**WORK REQUEST 1**
In the Imodium trial record, what share of western adults is estimated to have faecal incontinence?
**WORK REQUEST 2**
Using the Imodium trial record, explain why loperamide is the first-choice drug for faecal incontinence.
---- EXCERPTED TEXT
Imodium Syrup Versus Imodium Tablets for Faecal Incontinence

The recruitment status of this study is unknown because the information has not been verified recently.
Verified July 2009 by University Hospital Southampton NHS Foundation Trust..
Recruitment status was  Not yet recruiting
Sponsor:
Collaborator:
University of Southampton
Information provided by:
University Hospital Southampton NHS Foundation Trust.
ClinicalTrials.gov Identifier:
NCT00933465
First received: July 3, 2009
Last updated: July 6, 2009
Last verified: July 2009
  Purpose

Faecal incontinence (FI) is a debilitating and often neglected problem. It can be defined as the loss of voluntary control of liquid or solid stool.It is estimated that 2-3% of western adults suffer from FI with prevalence increasing with age, further to this up to 50% of nursing home residents suffer too with it more common in females. Aetiology is often multi-factoral, where obstetric anal sphincter injury is most common is females and iatrogenic anal sphincter injury is most common in males.

Loperamide (imodium) is a constipating agent used as first choice pharmacological agent due to its high efficacy. Trials have suggested it thickens stool consistency and may raise resting anal sphincter pressure, associated with improved clinical function with a reduction in bowel frequency and urgency, a reduction in incontinence and less need for pads.
--------
---- INFORMATION SUPPLIED
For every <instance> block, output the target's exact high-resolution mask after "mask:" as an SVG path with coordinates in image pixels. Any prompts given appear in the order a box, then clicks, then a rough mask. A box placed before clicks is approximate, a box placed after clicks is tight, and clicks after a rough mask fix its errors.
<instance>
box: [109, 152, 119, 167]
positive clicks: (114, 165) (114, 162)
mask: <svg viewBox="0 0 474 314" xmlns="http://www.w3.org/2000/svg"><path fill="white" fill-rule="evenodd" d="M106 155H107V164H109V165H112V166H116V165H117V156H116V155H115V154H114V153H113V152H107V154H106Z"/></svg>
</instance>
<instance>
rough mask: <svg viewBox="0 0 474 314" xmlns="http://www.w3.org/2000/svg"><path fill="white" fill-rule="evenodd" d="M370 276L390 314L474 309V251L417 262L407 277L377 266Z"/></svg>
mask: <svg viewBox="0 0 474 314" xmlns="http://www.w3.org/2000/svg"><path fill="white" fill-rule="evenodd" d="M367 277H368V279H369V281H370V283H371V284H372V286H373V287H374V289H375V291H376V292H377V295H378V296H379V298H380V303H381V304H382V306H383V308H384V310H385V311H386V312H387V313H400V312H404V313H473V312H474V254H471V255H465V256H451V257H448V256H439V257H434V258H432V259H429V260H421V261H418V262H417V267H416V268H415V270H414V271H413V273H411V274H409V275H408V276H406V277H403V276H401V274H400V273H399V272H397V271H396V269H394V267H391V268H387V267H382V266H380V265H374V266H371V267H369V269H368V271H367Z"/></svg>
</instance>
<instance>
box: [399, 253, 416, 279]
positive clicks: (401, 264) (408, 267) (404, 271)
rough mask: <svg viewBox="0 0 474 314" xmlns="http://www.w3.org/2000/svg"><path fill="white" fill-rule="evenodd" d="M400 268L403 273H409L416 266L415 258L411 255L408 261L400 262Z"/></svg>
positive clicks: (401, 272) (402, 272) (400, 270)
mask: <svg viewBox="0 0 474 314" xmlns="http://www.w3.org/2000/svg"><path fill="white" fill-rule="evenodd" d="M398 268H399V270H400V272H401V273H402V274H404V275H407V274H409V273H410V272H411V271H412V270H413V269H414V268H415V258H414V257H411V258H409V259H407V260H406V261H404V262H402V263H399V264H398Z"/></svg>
--------
---- INFORMATION SUPPLIED
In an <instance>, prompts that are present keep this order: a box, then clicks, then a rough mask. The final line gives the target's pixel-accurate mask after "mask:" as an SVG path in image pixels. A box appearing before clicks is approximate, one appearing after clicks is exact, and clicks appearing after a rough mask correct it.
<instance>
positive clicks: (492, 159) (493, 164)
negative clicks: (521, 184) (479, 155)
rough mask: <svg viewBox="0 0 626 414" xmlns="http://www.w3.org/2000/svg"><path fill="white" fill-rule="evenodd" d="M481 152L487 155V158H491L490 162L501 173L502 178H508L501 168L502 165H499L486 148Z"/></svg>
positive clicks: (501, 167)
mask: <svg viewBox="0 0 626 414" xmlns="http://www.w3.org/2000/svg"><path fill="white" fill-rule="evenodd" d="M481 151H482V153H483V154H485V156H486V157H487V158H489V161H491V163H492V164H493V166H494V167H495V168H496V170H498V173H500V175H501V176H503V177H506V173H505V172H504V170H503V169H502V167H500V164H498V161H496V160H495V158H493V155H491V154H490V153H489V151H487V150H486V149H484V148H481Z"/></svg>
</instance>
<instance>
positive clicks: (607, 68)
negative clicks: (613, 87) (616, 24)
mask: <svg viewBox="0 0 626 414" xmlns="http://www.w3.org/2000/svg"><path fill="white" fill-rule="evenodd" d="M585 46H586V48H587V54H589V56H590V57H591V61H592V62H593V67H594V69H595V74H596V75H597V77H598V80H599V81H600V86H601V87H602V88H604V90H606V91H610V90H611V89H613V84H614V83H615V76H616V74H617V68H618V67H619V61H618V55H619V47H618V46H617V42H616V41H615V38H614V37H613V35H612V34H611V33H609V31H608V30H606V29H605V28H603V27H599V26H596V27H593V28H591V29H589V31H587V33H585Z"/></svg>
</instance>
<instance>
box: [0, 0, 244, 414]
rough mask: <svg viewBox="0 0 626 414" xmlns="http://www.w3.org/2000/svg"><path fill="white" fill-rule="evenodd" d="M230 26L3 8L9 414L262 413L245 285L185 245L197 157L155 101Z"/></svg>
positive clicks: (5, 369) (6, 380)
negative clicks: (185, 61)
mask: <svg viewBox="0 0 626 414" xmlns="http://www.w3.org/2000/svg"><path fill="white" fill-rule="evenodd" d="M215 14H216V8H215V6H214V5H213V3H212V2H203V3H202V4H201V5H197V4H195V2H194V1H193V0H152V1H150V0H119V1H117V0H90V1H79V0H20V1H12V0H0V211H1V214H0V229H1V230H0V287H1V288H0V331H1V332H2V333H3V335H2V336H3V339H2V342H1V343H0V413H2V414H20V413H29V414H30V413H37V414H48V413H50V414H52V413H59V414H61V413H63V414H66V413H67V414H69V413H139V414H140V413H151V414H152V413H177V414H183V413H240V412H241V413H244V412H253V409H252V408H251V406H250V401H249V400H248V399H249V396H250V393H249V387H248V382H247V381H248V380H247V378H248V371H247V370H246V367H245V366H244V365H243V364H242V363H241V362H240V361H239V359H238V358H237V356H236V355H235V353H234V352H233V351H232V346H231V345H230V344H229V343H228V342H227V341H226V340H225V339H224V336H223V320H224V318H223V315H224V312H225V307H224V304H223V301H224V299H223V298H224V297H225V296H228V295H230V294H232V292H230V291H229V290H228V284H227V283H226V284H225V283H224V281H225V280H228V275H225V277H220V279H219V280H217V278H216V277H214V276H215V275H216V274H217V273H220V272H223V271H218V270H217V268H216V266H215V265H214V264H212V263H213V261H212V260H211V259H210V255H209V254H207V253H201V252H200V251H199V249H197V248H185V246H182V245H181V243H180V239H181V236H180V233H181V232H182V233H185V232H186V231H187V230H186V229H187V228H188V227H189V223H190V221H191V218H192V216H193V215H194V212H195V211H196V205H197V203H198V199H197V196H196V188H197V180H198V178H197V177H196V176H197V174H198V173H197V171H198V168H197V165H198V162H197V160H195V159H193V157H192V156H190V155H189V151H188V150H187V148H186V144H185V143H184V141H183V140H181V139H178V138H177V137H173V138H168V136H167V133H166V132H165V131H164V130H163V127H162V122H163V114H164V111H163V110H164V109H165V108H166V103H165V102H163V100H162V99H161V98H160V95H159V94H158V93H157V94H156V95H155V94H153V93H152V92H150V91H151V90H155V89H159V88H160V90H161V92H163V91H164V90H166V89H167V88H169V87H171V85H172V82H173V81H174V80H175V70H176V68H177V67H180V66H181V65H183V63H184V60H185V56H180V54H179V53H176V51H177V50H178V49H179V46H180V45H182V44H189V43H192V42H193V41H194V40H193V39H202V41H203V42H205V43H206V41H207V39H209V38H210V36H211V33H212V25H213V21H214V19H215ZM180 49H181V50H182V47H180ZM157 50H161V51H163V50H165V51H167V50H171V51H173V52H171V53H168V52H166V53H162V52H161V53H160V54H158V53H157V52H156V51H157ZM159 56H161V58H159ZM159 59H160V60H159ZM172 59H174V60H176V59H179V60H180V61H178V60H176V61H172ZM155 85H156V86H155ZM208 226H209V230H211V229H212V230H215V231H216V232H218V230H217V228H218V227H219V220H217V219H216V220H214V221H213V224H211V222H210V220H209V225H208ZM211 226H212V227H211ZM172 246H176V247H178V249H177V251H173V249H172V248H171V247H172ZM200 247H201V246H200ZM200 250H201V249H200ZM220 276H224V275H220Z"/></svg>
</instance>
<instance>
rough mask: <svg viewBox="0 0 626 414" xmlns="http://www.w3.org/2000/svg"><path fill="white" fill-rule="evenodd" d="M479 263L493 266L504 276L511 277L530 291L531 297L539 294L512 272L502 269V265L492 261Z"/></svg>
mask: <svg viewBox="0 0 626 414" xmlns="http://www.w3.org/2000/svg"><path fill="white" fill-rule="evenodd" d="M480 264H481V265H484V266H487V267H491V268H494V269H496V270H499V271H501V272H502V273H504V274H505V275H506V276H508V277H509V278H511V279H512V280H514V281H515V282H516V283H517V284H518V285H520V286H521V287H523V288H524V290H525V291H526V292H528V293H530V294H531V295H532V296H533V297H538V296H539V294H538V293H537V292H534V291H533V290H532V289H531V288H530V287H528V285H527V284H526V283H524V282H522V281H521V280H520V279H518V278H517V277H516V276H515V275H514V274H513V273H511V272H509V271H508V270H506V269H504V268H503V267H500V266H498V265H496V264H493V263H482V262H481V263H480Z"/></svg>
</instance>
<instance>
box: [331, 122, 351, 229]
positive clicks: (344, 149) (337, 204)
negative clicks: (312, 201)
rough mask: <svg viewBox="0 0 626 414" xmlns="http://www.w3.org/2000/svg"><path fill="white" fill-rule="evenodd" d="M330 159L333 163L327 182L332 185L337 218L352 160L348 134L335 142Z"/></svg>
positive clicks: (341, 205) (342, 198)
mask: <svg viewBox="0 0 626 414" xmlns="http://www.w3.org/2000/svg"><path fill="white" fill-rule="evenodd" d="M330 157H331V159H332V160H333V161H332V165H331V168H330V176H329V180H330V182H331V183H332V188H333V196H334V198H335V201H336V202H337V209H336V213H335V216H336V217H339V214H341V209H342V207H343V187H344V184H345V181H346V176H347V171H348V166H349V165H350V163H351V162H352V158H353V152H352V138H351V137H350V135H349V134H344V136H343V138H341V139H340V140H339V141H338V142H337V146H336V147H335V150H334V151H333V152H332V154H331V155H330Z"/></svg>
--------
---- INFORMATION SUPPLIED
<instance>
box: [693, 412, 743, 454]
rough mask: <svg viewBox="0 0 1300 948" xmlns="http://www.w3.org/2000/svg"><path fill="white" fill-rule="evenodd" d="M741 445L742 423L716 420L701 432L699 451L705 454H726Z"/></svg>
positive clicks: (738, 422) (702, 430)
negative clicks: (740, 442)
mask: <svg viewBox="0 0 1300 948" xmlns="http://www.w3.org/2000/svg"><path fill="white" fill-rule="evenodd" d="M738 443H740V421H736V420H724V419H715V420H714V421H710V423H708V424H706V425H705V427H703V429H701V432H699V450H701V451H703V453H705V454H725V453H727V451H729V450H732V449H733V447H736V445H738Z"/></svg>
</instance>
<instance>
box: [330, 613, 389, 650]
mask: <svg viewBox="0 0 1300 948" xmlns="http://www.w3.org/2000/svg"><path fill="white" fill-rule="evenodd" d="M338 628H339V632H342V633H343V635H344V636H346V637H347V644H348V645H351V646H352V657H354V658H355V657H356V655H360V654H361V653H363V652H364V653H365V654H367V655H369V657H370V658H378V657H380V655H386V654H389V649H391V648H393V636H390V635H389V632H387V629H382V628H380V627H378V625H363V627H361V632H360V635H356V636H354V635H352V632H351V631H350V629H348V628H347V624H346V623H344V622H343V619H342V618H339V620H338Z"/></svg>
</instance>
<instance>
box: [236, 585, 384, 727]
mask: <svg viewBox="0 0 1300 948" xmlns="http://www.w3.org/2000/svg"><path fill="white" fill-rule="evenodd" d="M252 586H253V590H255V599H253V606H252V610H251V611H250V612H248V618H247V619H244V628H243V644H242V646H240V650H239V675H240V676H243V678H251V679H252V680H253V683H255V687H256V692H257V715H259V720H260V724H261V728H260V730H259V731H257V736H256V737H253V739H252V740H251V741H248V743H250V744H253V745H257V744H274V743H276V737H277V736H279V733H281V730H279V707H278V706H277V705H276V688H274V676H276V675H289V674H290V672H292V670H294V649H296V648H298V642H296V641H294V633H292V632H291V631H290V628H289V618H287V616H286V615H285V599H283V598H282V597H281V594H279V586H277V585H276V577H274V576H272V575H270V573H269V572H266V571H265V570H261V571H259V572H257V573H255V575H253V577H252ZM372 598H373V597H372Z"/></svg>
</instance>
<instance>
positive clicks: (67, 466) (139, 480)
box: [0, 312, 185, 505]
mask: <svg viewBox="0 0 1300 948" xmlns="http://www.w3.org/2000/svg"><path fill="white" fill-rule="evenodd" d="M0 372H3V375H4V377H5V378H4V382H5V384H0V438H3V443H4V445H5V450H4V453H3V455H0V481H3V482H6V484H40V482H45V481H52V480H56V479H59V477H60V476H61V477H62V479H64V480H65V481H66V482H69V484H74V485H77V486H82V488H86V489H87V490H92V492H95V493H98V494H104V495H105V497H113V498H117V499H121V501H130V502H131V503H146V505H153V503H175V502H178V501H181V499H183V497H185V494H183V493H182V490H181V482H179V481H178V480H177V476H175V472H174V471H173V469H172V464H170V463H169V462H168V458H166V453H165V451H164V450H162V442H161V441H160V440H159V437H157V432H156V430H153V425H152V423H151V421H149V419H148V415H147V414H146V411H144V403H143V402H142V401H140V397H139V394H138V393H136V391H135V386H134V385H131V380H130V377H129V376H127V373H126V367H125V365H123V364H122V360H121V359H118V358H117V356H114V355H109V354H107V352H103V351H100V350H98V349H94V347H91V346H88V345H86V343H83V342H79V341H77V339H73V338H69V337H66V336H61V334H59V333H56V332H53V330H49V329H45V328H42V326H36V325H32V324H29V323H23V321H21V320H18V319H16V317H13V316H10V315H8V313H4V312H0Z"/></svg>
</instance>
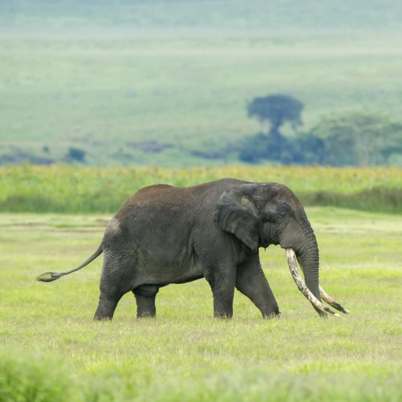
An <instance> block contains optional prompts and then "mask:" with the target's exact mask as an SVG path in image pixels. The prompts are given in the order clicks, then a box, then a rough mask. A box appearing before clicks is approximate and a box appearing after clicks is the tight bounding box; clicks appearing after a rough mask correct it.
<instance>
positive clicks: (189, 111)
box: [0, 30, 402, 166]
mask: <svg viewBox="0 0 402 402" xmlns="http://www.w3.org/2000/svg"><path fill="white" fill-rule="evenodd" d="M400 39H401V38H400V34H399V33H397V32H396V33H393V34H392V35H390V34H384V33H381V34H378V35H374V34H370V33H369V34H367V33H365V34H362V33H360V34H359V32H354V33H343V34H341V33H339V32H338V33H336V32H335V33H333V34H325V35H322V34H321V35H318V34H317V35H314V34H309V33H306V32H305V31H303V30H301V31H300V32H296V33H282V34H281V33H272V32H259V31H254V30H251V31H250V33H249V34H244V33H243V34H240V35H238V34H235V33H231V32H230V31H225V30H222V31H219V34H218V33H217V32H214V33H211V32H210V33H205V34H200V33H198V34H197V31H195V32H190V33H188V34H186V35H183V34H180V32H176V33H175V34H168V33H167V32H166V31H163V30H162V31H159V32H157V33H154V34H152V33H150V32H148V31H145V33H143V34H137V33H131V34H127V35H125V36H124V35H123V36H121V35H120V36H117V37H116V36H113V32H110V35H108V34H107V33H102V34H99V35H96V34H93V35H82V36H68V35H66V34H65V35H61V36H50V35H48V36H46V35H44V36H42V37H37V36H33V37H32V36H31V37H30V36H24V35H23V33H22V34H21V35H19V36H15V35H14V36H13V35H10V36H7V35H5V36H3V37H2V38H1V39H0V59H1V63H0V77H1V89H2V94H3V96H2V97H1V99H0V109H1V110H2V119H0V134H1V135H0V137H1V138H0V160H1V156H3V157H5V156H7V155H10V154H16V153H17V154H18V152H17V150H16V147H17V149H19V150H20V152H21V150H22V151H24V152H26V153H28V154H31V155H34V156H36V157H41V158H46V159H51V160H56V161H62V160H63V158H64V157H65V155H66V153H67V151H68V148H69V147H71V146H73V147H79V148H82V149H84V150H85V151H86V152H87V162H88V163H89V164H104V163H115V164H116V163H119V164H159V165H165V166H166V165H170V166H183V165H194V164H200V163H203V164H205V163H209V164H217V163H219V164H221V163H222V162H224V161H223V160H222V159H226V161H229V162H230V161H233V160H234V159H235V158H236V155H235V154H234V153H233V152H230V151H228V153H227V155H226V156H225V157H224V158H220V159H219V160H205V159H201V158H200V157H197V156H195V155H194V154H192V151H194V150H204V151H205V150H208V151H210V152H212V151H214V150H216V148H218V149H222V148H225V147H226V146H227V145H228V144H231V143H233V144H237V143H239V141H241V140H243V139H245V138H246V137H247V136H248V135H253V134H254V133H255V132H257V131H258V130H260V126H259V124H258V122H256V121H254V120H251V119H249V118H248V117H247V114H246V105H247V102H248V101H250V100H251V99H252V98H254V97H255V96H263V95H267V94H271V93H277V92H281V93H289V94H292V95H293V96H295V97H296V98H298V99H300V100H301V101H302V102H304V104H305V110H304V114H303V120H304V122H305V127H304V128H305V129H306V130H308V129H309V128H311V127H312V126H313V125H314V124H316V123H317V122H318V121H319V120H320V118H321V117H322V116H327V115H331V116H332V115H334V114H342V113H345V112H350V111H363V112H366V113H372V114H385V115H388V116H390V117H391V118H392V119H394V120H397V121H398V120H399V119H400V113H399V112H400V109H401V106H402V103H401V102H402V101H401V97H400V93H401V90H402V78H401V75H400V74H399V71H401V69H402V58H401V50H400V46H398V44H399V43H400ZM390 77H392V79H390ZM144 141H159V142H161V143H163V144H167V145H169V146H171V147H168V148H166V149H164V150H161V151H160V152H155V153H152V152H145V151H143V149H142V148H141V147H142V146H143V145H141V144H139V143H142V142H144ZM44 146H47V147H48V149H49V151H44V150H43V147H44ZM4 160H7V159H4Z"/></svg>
--------
**EXERCISE RESULT 1**
About 2-3% of western adults.

**EXERCISE RESULT 2**
Loperamide (Imodium) is the first-choice drug because of its high efficacy. It is a constipating agent.